• [ABOUT THIS TASK]:
What lines in the material hold the string "hand"? Return every one of them.

• [RECORDS PROVIDED]:
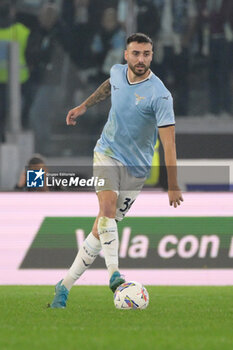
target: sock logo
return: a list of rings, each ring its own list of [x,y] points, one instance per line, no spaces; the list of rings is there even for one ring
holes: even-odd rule
[[[104,244],[111,244],[113,241],[115,241],[116,240],[116,238],[114,238],[114,239],[112,239],[111,241],[109,241],[109,242],[105,242]]]
[[[90,264],[87,264],[86,261],[83,258],[82,258],[82,261],[83,261],[85,266],[90,266]]]
[[[87,255],[89,255],[91,258],[94,258],[94,257],[96,257],[97,255],[94,255],[94,254],[91,254],[88,250],[87,250],[87,248],[84,246],[83,247],[83,250],[87,253]]]
[[[98,233],[99,233],[99,235],[102,235],[103,233],[115,233],[115,228],[113,228],[113,229],[111,229],[111,228],[108,228],[107,230],[101,230],[101,231],[99,231]]]

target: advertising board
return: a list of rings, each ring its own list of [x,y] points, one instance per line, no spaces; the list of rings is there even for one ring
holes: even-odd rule
[[[142,193],[120,223],[119,262],[127,279],[156,285],[233,284],[233,196]],[[91,231],[93,193],[1,193],[0,284],[54,284]],[[78,281],[107,284],[103,254]]]

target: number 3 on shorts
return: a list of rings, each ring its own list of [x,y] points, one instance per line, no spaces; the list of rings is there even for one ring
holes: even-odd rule
[[[121,208],[121,209],[119,209],[122,213],[124,213],[125,211],[128,211],[130,208],[131,208],[131,206],[132,206],[132,204],[133,204],[133,202],[134,201],[132,201],[131,203],[131,198],[125,198],[125,201],[124,201],[124,208]],[[126,213],[124,213],[123,215],[125,215]]]

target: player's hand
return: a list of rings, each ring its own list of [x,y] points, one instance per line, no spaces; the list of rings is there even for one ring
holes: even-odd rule
[[[169,197],[169,204],[174,208],[177,208],[177,206],[184,201],[180,189],[168,190],[168,197]]]
[[[71,109],[66,116],[66,124],[67,125],[76,125],[76,119],[80,117],[80,115],[84,114],[87,110],[85,105],[80,105]]]

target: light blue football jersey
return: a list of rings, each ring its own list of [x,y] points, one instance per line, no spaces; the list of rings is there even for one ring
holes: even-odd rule
[[[94,151],[119,160],[135,177],[150,172],[158,127],[175,124],[173,99],[153,73],[130,84],[128,65],[111,68],[111,109]]]

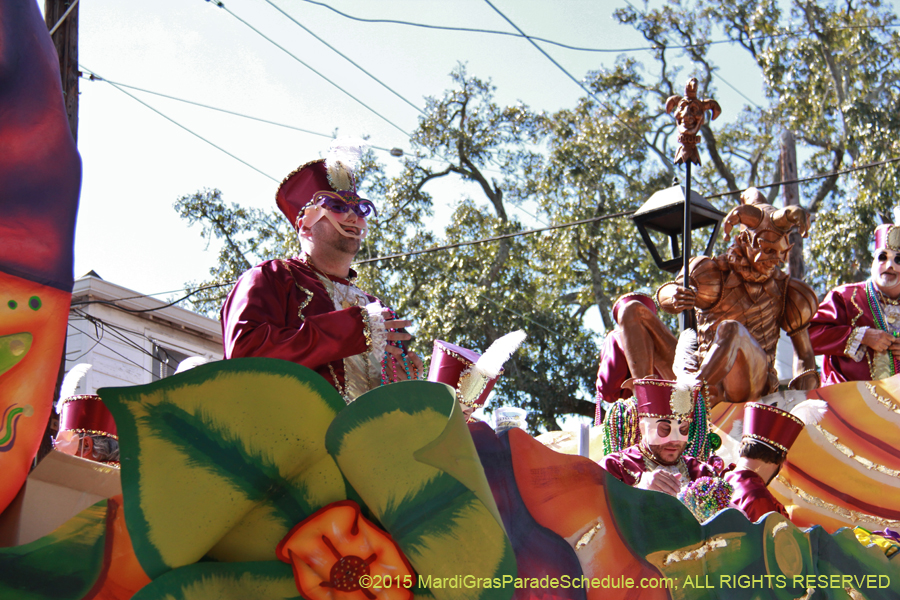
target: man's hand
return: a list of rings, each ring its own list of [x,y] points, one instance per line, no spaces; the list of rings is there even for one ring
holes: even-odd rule
[[[672,308],[676,312],[682,312],[694,308],[697,303],[697,292],[683,285],[676,285],[672,294]]]
[[[868,346],[875,352],[884,352],[885,350],[900,351],[900,339],[895,338],[887,331],[868,328],[863,334],[862,345]]]
[[[406,355],[406,365],[404,365],[403,358],[400,354],[389,350],[390,348],[399,350],[399,348],[391,346],[390,344],[385,347],[388,351],[388,360],[390,361],[388,374],[392,376],[395,381],[406,381],[406,368],[408,367],[409,379],[420,379],[424,363],[422,362],[422,359],[419,358],[419,355],[413,351],[409,351]]]
[[[392,319],[391,311],[384,310],[381,313],[384,316],[384,328],[387,330],[387,339],[389,342],[408,342],[412,339],[412,335],[408,334],[405,331],[400,331],[405,327],[409,327],[412,325],[412,321],[407,321],[405,319]],[[391,331],[393,329],[394,331]],[[403,368],[403,358],[402,355],[406,352],[407,364],[409,366],[409,374],[413,379],[420,379],[422,376],[422,369],[425,366],[425,363],[422,362],[422,359],[419,358],[419,355],[411,350],[404,350],[406,344],[402,344],[401,346],[395,346],[393,344],[387,344],[384,347],[385,352],[391,355],[391,360],[394,361],[394,366],[396,367],[396,372],[398,378],[402,381],[406,379],[406,371]],[[402,375],[401,375],[402,373]]]
[[[644,478],[646,477],[646,481]],[[646,490],[656,490],[664,492],[670,496],[675,496],[681,491],[681,473],[669,473],[668,471],[653,471],[649,475],[646,473],[641,477],[641,483]]]
[[[390,311],[384,311],[382,313],[384,316],[384,328],[387,330],[387,339],[389,342],[408,342],[412,339],[412,336],[405,331],[400,331],[404,327],[409,327],[412,325],[412,321],[405,321],[403,319],[391,319]],[[393,329],[394,331],[391,331]],[[400,356],[403,350],[397,346],[392,344],[388,344],[385,347],[385,350],[394,354],[396,356]]]

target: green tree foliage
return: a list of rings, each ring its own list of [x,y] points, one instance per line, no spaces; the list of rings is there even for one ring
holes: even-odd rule
[[[556,429],[562,415],[593,414],[597,345],[585,315],[596,308],[611,328],[619,295],[652,293],[670,279],[652,264],[631,222],[610,218],[370,259],[508,234],[535,220],[558,224],[637,209],[673,177],[683,178],[671,163],[675,123],[664,105],[692,76],[702,97],[716,98],[714,41],[746,51],[765,86],[762,106],[723,106],[735,116],[701,130],[704,164],[694,169],[693,186],[729,193],[716,200],[723,210],[740,190],[782,179],[785,131],[798,140],[802,175],[900,156],[900,39],[891,28],[896,17],[877,0],[671,0],[614,16],[653,49],[589,73],[592,93],[573,108],[546,114],[501,106],[491,83],[461,66],[451,88],[427,100],[398,175],[388,176],[371,153],[365,157],[362,186],[379,217],[359,256],[361,287],[415,321],[423,355],[433,339],[483,351],[525,329],[528,340],[507,363],[496,397],[530,409],[535,427]],[[815,215],[807,279],[820,293],[864,276],[872,228],[890,220],[898,176],[888,165],[801,186],[802,204]],[[439,180],[456,181],[465,197],[447,206]],[[778,193],[769,187],[770,201],[777,203]],[[232,281],[251,264],[296,251],[274,209],[226,206],[215,190],[185,196],[176,208],[222,244],[208,283]],[[534,218],[519,216],[525,212]],[[717,251],[723,249],[720,243]],[[217,311],[226,292],[204,290],[194,306]]]

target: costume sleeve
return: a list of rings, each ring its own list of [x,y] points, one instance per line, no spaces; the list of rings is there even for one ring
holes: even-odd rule
[[[773,498],[768,490],[766,490],[765,494],[751,494],[742,500],[742,502],[738,503],[738,508],[740,508],[753,523],[756,523],[770,512],[777,512],[784,517],[790,518],[788,517],[787,511],[784,509],[784,505]]]
[[[750,521],[755,523],[770,512],[788,517],[784,505],[772,496],[760,477],[747,476],[746,472],[731,472],[725,475],[725,481],[734,487],[732,503],[747,515]]]
[[[597,401],[615,402],[622,397],[622,384],[631,377],[628,360],[622,349],[622,332],[610,332],[603,342],[600,352],[600,366],[597,369]],[[630,395],[630,394],[628,394]]]
[[[600,467],[627,485],[634,485],[641,479],[641,474],[631,471],[625,467],[620,452],[612,452],[600,459]]]
[[[851,293],[856,296],[857,304],[863,306],[866,298],[861,288],[856,287]],[[809,339],[815,353],[860,360],[865,354],[860,342],[866,328],[854,327],[853,316],[860,314],[861,310],[848,307],[840,289],[828,292],[809,325]],[[854,315],[850,314],[851,311]]]
[[[368,319],[352,306],[303,317],[300,327],[289,325],[292,311],[289,278],[271,269],[254,267],[244,273],[222,308],[225,358],[280,358],[315,369],[368,349]]]

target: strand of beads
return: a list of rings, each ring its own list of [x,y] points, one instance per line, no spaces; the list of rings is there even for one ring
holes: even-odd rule
[[[688,429],[688,446],[684,453],[697,460],[707,460],[709,455],[721,446],[719,436],[709,431],[709,389],[706,382],[697,390],[697,401],[694,403],[694,420]],[[718,445],[715,442],[718,441]]]
[[[397,318],[397,313],[394,312],[394,309],[388,308],[386,309],[390,313],[389,320],[395,320]],[[388,329],[388,333],[392,333],[397,331],[396,329]],[[403,348],[403,345],[398,340],[388,340],[387,343],[395,348],[400,348],[400,358],[403,361],[403,370],[406,373],[406,379],[413,379],[412,372],[409,368],[409,356],[407,355],[406,350]],[[393,378],[388,377],[388,363],[390,363],[390,371],[393,375]],[[397,376],[397,359],[394,358],[394,355],[385,352],[384,357],[381,359],[381,385],[387,385],[389,383],[394,383],[400,381],[400,378]]]
[[[877,295],[876,295],[877,294]],[[866,299],[869,301],[869,308],[872,310],[872,314],[875,316],[875,325],[878,329],[882,331],[887,331],[891,333],[891,330],[888,328],[887,320],[884,318],[884,312],[881,310],[881,303],[878,301],[879,292],[875,290],[875,284],[872,283],[871,280],[866,282]],[[894,337],[897,337],[896,333],[891,333]],[[894,353],[890,350],[887,351],[891,356],[891,375],[897,374],[897,362],[898,357],[894,356]]]

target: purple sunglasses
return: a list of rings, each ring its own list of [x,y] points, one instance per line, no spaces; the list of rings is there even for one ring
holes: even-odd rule
[[[307,205],[321,204],[334,213],[343,214],[348,210],[356,213],[357,217],[366,219],[369,215],[378,216],[375,205],[371,200],[360,198],[353,192],[316,192],[312,201]],[[305,207],[304,207],[305,208]]]

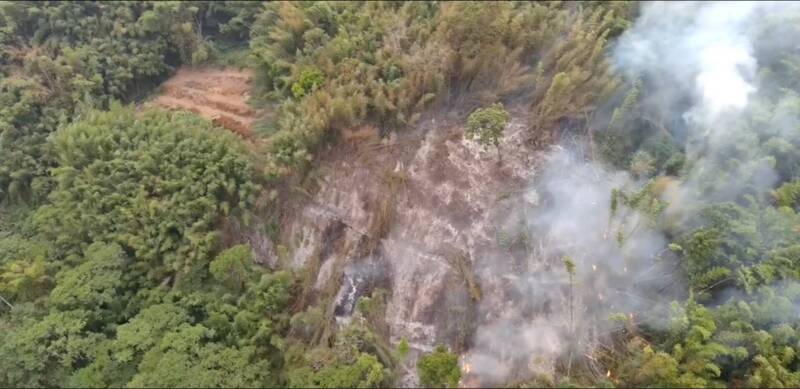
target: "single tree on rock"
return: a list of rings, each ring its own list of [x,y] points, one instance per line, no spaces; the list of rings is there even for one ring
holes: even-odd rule
[[[485,108],[478,108],[467,119],[467,138],[475,139],[484,147],[494,146],[497,158],[500,156],[500,139],[508,124],[509,114],[502,103],[495,103]]]

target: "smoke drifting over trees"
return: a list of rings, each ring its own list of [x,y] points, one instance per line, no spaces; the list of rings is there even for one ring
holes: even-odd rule
[[[0,2],[0,387],[800,387],[797,42],[783,2]]]
[[[625,128],[626,136],[665,136],[682,143],[686,164],[672,173],[681,177],[637,180],[609,164],[590,161],[587,147],[574,143],[549,153],[532,194],[527,194],[541,201],[526,212],[530,216],[525,225],[534,246],[541,248],[531,260],[545,265],[496,275],[513,278],[514,288],[520,290],[509,306],[549,301],[551,310],[523,317],[510,309],[477,330],[475,348],[465,363],[482,382],[515,382],[531,372],[547,372],[547,367],[537,367],[537,357],[575,358],[598,349],[598,344],[611,344],[609,334],[625,321],[668,330],[669,318],[685,312],[675,311],[670,303],[687,297],[687,282],[695,297],[702,298],[736,272],[740,264],[722,270],[684,262],[690,269],[687,280],[681,261],[691,261],[686,257],[694,253],[670,242],[691,241],[697,227],[714,223],[709,207],[763,204],[776,184],[796,178],[796,171],[785,168],[794,160],[781,158],[800,141],[800,100],[784,87],[792,81],[782,79],[787,75],[776,64],[785,66],[787,53],[795,51],[793,42],[800,35],[782,23],[795,20],[798,11],[798,4],[761,2],[643,5],[609,53],[633,99],[616,106],[611,125],[605,126],[612,134]],[[662,125],[647,125],[653,121]],[[646,141],[638,147],[640,153],[653,150]],[[736,207],[733,204],[728,206]],[[793,214],[787,216],[791,218]],[[774,235],[765,238],[780,240]],[[796,236],[786,239],[797,242]],[[555,265],[564,256],[573,258],[578,269],[575,333],[568,325],[568,275]],[[726,276],[711,274],[711,279],[698,282],[709,277],[703,272],[709,269]],[[715,296],[718,303],[734,294],[734,300],[747,299],[746,293],[732,291],[755,286],[741,279],[726,285]],[[792,325],[797,324],[794,317]],[[574,345],[580,345],[577,354]],[[530,371],[520,373],[520,368]]]

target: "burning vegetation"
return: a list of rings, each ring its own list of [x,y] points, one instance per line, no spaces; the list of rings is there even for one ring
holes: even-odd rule
[[[798,20],[2,2],[0,387],[800,387]]]

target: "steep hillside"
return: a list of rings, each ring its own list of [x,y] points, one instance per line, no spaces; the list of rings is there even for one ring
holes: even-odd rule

• [THE ANSWER]:
target: player's hand
target: man's hand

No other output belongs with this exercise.